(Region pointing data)
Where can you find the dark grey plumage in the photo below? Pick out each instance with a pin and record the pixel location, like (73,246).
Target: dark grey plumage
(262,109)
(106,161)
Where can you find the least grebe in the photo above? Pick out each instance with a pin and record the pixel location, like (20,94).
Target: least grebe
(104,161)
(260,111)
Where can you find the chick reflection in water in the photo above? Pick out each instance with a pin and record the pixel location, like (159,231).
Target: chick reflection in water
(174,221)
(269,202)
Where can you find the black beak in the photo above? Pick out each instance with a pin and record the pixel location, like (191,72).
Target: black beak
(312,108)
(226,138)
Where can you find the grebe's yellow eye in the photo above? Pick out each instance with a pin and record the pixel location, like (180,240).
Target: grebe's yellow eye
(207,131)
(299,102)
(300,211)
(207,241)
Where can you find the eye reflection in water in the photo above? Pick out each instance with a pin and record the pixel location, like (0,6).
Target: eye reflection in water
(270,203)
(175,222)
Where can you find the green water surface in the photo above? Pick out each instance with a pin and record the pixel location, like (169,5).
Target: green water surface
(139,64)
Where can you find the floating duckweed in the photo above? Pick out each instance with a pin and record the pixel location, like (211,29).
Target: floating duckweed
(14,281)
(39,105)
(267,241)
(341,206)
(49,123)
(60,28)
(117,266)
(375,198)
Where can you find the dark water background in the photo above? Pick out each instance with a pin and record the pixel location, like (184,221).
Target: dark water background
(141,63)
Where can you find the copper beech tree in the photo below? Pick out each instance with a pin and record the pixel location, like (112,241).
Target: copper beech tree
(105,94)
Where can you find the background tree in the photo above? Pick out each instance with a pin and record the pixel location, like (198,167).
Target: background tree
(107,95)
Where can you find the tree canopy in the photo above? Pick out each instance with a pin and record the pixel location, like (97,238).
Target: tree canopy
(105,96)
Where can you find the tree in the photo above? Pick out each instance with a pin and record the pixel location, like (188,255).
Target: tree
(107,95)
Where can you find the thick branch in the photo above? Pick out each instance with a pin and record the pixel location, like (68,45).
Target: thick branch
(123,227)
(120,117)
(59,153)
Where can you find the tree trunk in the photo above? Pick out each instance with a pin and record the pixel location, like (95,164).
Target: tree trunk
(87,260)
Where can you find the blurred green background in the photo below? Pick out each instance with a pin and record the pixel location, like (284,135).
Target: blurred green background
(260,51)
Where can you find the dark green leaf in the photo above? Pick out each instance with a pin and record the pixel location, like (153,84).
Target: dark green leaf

• _Work required_: Filter the entries down to the lines holding the string "leaf". Copy each of those lines.

• _Output for this task_:
Where can you find the dark green leaf in the photo above? Pick out each instance with a pin and record the pixel location, like (153,84).
Target: dark green leaf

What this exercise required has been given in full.